ЧТО НУЖНО: Выведите все строки ниже без единого изменения.
┌─ ИСХОДНЫЕ СТРОКИ
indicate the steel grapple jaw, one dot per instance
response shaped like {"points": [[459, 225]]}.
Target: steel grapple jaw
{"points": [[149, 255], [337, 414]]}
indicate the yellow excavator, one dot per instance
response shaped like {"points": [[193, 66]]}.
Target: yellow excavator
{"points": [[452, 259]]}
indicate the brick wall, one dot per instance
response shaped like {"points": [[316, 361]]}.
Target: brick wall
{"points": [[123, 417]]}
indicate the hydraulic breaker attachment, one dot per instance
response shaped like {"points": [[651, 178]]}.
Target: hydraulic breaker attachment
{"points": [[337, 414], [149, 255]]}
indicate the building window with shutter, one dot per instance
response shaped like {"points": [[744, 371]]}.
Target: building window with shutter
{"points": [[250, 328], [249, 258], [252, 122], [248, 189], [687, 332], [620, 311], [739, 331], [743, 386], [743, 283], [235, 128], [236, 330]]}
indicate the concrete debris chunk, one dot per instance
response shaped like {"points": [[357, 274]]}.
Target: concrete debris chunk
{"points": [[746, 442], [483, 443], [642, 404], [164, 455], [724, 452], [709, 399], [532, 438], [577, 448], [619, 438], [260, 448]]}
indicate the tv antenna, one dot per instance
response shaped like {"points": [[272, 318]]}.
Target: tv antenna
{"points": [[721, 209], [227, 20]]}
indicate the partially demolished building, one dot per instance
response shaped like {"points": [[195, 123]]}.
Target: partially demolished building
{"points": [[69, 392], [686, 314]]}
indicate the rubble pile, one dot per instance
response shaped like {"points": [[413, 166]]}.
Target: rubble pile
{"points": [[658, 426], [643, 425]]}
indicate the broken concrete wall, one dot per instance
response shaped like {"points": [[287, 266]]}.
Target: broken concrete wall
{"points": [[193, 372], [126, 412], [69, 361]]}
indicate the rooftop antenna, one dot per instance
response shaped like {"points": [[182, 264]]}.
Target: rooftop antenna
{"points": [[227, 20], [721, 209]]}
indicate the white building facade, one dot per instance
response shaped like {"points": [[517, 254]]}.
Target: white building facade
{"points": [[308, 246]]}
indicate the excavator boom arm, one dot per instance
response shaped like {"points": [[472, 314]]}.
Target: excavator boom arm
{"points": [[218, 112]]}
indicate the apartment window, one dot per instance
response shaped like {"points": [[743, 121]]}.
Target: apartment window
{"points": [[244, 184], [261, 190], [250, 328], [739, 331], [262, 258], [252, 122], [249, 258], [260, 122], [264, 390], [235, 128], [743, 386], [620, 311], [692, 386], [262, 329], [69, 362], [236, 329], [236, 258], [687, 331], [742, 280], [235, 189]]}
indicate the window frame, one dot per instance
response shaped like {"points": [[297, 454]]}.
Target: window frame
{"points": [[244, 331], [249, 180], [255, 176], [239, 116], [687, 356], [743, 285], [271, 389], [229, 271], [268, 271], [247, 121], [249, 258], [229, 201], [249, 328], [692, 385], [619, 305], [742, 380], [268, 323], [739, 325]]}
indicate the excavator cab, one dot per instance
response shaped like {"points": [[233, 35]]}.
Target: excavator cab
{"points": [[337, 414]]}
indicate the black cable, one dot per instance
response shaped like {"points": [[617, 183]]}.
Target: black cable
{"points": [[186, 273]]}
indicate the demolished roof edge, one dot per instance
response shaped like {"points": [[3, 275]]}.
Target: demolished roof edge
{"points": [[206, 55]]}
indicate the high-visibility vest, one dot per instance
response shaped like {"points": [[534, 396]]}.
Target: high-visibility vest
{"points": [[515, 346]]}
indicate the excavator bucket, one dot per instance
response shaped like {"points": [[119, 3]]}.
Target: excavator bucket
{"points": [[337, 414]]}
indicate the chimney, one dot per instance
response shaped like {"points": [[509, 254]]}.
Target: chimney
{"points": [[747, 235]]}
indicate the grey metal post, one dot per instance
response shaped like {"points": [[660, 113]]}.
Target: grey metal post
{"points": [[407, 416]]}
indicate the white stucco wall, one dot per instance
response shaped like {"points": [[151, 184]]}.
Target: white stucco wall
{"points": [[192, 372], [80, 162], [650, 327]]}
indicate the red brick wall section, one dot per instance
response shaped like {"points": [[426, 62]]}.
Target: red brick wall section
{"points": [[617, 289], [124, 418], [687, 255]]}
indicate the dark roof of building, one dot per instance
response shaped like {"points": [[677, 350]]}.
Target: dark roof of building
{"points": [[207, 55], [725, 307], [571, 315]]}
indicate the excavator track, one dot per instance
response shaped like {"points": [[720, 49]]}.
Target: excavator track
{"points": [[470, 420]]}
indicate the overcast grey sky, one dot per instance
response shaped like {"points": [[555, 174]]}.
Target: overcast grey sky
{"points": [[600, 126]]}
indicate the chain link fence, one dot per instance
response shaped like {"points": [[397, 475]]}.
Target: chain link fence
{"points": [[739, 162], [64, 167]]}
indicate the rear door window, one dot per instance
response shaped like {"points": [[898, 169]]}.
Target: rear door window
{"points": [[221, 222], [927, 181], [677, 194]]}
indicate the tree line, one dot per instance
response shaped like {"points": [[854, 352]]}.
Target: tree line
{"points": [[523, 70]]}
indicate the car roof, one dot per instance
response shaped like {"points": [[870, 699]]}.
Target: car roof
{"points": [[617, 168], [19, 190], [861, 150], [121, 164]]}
└─
ОТВЕТ НИЖЕ:
indicate the steel grapple jaw, one dot per instance
response shaped like {"points": [[459, 225]]}.
Target: steel grapple jaw
{"points": [[149, 255], [337, 414]]}
indicate the yellow excavator, one dot per instance
response shaped like {"points": [[193, 66]]}.
Target: yellow excavator
{"points": [[452, 259]]}
indicate the brick wall, one dot per instance
response shaped like {"points": [[316, 361]]}.
Target: brick wall
{"points": [[123, 417]]}
indicate the hydraulic breaker attachment, one dot per instance
response shaped like {"points": [[651, 178]]}.
Target: hydraulic breaker attachment
{"points": [[337, 414], [149, 255]]}
indicate the building window with shutter, one dot per instance
response shaped like {"points": [[744, 371]]}.
Target: building window with shutter
{"points": [[250, 328], [249, 258], [252, 122], [248, 189], [687, 332], [620, 311], [739, 331], [743, 386], [743, 283], [235, 128], [236, 330]]}
indicate the concrete debris chunk, one dot per instance
response shaped like {"points": [[357, 274]]}.
Target: concrete debris chunk
{"points": [[746, 442], [483, 443], [642, 404], [164, 455], [724, 452], [709, 399], [532, 438], [577, 448], [619, 438], [260, 448]]}
indicate the tv antenna, one dot per instance
response shaped like {"points": [[272, 318]]}.
Target: tv antenna
{"points": [[721, 209], [227, 20]]}
indicate the partially demolished building, one dot per instance
response shaped like {"points": [[195, 123]]}.
Target: partially demolished building
{"points": [[69, 392], [686, 314]]}
indicate the rubble pile, one dot per instance
response shaped like {"points": [[413, 166]]}.
Target: rubble pile
{"points": [[658, 426], [643, 425]]}
indicate the broken concrete wall, one dot per instance
response shaped like {"points": [[287, 266]]}.
Target: broken concrete wall
{"points": [[193, 372], [126, 412], [69, 361]]}
indicate the rooftop antenna, one dot per instance
response shaped like {"points": [[182, 264]]}.
Target: rooftop antenna
{"points": [[227, 20], [721, 209]]}
indicate the white building facade, one dot per instance
response shaped like {"points": [[517, 254]]}.
Target: white building facade
{"points": [[308, 246]]}
indicate the excavator boom arm, one dot per instance
response shaped like {"points": [[472, 314]]}.
Target: excavator boom arm
{"points": [[218, 112]]}
indicate the apartment window, one dot per instance
response shaped like {"points": [[743, 121]]}.
Target: apartment window
{"points": [[244, 184], [261, 190], [250, 328], [739, 331], [262, 258], [252, 122], [249, 258], [260, 122], [264, 390], [235, 128], [743, 386], [620, 311], [692, 386], [262, 329], [69, 362], [236, 329], [236, 258], [687, 331], [742, 280], [235, 189]]}
indicate the window frame, one dot per instance
response shaped like {"points": [[297, 454]]}.
Target: window frame
{"points": [[244, 331], [249, 180], [255, 176], [239, 116], [687, 356], [743, 285], [271, 389], [229, 271], [268, 271], [247, 121], [249, 258], [229, 201], [249, 328], [692, 385], [619, 305], [742, 380], [268, 323], [739, 325]]}
indicate the excavator cab, one dot per instance
response shaped like {"points": [[233, 35]]}.
Target: excavator cab
{"points": [[337, 414]]}
indicate the black cable, one dot per instance
response shaped like {"points": [[617, 183]]}.
Target: black cable
{"points": [[186, 273]]}
indicate the demolished roof edge, one dot per instance
response shaped like {"points": [[3, 275]]}.
Target: demolished roof edge
{"points": [[206, 55]]}
indicate the high-visibility vest, one dot per instance
response shaped like {"points": [[534, 396]]}.
Target: high-visibility vest
{"points": [[515, 346]]}
indicate the excavator bucket, one dot per instance
response shaped like {"points": [[119, 3]]}.
Target: excavator bucket
{"points": [[337, 414]]}
indicate the chimney, one dot per instance
response shaped like {"points": [[509, 254]]}.
Target: chimney
{"points": [[747, 235]]}
indicate the grey metal post, one dot per instance
response shaped like {"points": [[660, 113]]}.
Target: grey metal post
{"points": [[407, 416]]}
indicate the white stucco wall, one dot per instance
response shaped like {"points": [[151, 184]]}.
Target: white stucco wall
{"points": [[192, 372], [80, 162], [650, 327]]}
indicate the red brick wall section, one dot per instance
response shaped like {"points": [[426, 62]]}.
Target: red brick wall section
{"points": [[617, 289], [124, 418], [687, 255]]}
indicate the dark roof of building, one dot per instance
response shaped like {"points": [[677, 350]]}.
Target: dark roof of building
{"points": [[207, 55], [725, 307], [571, 315]]}
indicate the excavator track, one dot per instance
response shaped like {"points": [[720, 49]]}.
Target: excavator track
{"points": [[470, 420]]}
indicate the overcast grey sky, one dot per instance
response shaped like {"points": [[555, 174]]}.
Target: overcast grey sky
{"points": [[600, 126]]}
indicate the chain link fence, one dot per instance
response shaped like {"points": [[397, 475]]}.
Target: chain link fence
{"points": [[739, 162], [64, 167]]}
indicate the rear door window, one dot per instance
response shaped like {"points": [[898, 169]]}.
Target: rear door window
{"points": [[221, 222], [927, 181], [677, 194]]}
indicate the tree line, one dot per instance
response shaped like {"points": [[854, 352]]}.
Target: tree line
{"points": [[523, 70]]}
indicate the car roof, one dot per instance
response shaped like {"points": [[870, 699]]}.
Target: car roof
{"points": [[617, 168], [19, 190], [861, 150], [121, 164]]}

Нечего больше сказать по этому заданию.